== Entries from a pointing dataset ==
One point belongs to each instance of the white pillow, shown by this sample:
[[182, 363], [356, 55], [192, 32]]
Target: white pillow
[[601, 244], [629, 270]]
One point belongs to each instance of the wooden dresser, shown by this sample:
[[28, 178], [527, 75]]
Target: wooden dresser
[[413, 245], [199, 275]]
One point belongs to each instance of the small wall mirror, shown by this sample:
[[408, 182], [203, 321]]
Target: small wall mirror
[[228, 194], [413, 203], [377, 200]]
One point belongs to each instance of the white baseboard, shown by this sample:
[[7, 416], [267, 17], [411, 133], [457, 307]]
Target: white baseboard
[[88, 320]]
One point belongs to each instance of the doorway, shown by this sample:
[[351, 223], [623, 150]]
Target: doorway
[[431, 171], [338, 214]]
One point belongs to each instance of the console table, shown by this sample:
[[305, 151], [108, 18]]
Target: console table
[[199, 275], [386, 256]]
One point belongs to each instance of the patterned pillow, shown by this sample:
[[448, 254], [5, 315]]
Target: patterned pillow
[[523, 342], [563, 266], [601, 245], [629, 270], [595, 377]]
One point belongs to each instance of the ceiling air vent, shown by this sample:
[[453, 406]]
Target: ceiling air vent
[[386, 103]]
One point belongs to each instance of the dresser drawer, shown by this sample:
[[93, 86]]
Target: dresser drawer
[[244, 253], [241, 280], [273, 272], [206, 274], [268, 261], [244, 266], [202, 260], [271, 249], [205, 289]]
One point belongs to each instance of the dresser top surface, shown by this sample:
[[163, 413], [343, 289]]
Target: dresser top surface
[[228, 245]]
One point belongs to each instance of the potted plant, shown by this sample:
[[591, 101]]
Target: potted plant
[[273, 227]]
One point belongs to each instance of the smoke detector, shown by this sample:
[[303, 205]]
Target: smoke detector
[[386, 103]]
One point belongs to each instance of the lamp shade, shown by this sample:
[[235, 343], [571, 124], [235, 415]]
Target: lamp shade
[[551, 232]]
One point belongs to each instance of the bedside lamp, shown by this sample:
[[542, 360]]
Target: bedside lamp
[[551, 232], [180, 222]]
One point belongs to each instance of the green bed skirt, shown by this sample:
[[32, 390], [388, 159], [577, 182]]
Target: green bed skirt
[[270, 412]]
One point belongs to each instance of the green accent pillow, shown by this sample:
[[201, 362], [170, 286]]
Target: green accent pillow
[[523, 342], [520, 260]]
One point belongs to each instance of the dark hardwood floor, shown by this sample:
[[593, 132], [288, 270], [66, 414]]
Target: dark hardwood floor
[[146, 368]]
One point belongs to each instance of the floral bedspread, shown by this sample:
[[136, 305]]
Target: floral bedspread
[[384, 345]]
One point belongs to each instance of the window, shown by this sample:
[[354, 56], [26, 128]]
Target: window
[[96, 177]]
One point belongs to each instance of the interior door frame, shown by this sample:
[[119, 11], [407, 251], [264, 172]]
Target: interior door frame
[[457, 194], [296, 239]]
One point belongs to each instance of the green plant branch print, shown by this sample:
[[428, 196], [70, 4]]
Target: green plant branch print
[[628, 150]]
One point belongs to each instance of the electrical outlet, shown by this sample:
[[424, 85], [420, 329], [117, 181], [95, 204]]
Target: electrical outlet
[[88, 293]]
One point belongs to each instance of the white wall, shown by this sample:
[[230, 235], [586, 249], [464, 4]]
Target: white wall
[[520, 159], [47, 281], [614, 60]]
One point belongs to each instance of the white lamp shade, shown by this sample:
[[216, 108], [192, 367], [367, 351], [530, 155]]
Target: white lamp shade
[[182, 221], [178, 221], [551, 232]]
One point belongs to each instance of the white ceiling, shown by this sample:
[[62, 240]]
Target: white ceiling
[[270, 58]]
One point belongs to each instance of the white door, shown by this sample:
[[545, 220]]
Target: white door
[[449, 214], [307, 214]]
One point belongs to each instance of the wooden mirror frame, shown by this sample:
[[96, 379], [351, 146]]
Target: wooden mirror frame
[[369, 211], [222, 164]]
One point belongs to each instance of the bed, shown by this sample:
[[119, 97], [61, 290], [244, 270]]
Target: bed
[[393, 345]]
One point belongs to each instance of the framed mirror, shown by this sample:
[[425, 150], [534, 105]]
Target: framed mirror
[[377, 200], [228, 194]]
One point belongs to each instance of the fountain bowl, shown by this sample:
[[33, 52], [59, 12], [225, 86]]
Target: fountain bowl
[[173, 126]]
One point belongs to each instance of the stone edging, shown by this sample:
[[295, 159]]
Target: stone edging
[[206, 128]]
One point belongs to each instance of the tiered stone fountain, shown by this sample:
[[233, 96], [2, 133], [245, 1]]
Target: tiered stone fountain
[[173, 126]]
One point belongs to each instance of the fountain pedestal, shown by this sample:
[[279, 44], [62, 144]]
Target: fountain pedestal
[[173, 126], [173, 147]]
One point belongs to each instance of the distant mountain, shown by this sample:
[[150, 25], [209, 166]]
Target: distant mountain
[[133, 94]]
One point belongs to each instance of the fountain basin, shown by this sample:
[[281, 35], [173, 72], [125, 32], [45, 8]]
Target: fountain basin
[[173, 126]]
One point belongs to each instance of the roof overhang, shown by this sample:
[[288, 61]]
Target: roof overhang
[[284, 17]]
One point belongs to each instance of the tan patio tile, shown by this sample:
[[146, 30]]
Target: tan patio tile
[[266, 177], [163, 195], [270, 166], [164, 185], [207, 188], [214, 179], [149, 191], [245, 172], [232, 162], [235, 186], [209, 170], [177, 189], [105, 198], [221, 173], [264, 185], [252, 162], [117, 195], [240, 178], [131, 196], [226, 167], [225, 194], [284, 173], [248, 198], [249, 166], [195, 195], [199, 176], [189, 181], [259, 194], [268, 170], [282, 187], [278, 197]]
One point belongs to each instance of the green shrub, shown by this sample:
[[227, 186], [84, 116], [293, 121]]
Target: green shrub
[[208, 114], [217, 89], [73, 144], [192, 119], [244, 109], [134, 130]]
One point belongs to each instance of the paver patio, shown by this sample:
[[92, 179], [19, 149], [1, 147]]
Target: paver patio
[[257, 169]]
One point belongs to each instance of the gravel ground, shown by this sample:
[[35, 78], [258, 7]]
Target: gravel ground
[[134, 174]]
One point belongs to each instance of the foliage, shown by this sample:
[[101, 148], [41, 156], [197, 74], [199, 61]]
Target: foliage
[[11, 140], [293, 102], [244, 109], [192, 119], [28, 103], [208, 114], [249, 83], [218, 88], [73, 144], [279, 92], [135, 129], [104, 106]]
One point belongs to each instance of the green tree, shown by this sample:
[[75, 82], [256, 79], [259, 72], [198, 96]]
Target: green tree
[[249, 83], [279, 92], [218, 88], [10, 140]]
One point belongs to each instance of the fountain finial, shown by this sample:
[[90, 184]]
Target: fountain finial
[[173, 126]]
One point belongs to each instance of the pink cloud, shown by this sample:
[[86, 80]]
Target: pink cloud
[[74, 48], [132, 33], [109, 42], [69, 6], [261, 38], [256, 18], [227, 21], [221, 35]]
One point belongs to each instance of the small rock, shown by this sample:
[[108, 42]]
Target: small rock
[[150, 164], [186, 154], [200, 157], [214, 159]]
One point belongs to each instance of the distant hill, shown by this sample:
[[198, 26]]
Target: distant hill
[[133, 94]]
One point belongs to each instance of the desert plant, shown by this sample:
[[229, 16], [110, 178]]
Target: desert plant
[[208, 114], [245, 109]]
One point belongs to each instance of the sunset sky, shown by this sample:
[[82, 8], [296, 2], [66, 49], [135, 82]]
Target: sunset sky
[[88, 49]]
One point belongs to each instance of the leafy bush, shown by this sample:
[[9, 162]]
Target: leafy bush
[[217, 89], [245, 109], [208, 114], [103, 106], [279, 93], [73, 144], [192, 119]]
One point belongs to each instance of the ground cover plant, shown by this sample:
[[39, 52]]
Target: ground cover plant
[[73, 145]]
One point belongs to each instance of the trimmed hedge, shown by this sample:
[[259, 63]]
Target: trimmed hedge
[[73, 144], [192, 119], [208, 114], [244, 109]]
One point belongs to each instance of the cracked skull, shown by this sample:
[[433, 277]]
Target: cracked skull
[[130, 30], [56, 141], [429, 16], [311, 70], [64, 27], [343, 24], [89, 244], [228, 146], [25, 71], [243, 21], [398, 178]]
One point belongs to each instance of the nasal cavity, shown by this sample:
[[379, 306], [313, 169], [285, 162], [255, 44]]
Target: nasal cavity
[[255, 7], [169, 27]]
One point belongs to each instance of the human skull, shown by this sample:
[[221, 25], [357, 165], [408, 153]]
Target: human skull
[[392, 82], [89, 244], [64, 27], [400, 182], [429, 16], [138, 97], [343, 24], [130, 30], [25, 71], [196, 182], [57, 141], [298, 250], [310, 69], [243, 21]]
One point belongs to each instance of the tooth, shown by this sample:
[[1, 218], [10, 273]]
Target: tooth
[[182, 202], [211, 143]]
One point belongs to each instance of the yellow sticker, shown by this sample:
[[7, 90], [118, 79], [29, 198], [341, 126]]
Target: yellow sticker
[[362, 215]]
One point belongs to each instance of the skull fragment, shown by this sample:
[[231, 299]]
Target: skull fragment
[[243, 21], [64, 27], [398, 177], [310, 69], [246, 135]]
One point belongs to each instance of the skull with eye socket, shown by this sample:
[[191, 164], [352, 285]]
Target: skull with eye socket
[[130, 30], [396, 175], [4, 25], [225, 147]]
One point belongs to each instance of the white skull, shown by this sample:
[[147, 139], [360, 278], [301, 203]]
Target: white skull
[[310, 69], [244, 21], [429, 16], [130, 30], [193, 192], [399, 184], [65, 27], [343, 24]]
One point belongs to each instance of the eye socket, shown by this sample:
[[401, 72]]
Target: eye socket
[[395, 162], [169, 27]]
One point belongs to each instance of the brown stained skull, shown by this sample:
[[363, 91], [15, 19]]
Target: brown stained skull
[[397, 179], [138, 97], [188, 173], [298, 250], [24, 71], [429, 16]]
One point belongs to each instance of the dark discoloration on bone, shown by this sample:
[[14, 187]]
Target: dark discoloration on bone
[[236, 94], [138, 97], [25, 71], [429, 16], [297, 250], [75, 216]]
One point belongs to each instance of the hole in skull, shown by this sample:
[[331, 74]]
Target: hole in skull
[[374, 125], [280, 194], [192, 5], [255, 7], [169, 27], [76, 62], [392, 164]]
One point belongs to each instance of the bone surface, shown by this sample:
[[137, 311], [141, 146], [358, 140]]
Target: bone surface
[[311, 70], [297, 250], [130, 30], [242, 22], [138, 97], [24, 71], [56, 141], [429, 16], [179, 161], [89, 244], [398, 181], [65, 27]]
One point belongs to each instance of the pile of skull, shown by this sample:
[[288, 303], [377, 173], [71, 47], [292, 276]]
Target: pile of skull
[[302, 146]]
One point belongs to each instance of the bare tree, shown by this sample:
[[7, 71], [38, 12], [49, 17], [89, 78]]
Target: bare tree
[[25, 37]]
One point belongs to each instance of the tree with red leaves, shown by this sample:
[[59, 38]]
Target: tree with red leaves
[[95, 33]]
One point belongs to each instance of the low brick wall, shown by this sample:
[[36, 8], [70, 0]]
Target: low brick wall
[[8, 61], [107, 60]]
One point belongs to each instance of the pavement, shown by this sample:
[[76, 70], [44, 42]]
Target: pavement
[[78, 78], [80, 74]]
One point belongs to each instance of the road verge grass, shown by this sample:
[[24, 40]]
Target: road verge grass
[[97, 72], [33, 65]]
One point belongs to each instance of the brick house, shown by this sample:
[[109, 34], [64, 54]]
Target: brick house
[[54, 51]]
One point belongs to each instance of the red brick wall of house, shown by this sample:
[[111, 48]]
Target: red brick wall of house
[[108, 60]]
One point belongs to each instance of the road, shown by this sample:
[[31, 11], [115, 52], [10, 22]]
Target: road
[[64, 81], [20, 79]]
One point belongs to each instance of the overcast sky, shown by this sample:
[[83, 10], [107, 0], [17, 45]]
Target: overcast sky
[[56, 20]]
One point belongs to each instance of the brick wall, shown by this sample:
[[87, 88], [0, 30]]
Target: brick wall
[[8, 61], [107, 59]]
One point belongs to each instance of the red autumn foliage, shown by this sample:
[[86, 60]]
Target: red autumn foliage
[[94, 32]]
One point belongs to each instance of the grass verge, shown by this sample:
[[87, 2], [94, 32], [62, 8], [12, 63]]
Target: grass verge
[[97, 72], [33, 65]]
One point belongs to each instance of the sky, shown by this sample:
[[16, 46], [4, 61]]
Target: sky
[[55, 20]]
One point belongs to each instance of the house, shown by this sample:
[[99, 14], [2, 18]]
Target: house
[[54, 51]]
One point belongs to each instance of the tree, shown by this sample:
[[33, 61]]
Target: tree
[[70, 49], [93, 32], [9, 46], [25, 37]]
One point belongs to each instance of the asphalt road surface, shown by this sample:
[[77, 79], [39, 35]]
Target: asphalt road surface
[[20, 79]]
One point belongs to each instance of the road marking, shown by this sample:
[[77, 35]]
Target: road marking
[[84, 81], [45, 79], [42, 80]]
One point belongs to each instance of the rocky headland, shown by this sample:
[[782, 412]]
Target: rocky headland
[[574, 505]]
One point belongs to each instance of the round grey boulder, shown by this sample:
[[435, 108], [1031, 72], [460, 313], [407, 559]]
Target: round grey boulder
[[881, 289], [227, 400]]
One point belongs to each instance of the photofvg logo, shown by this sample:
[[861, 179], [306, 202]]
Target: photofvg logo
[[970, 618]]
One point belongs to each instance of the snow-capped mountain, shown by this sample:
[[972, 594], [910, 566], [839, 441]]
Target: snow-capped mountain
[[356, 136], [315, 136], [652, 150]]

== What is asked ==
Copy out the rows above, starting with the line that contains "One point belongs to each instance of the white door, shown" and continuing through the line that contains "[[369, 211], [222, 164]]", with both of those lines included.

== The response ==
One point belongs to each instance of the white door, shown by this sample:
[[545, 220]]
Target: white door
[[449, 214], [307, 214]]
One point belongs to each instance of the wooden mirror frame, shown by this sample:
[[96, 379], [351, 146]]
Target: wooden mirror frame
[[369, 211], [222, 164]]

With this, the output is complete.